## TASK REQUIREMENTS
Extract each line in the entries below that contains the word "farm", and copy those lines unchanged.
--- BEGIN EXERCISE INPUTS ---
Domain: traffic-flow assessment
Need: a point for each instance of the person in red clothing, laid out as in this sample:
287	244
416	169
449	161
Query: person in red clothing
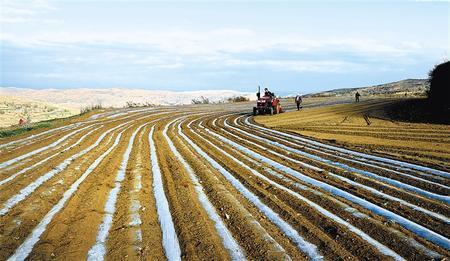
298	101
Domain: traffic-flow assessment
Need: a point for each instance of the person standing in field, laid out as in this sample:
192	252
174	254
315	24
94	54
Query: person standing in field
357	96
298	101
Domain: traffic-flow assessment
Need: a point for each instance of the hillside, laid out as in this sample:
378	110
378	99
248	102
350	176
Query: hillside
14	108
116	97
410	87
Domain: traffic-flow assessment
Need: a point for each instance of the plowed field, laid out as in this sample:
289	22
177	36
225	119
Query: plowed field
209	183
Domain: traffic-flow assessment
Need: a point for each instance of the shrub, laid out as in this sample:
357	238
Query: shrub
439	92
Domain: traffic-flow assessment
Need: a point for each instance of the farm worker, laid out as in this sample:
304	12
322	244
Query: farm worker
268	93
298	100
357	96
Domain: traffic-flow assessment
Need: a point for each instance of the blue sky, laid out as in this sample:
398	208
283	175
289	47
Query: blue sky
290	46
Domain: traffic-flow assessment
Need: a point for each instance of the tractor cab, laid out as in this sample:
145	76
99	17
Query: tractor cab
267	104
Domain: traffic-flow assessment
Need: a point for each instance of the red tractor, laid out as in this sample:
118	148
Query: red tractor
267	104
--- END EXERCISE INPUTS ---
## CORRECT OUTPUT
Need: a point for each instance of the farm worker, laid out as in this sample:
Query: farm worker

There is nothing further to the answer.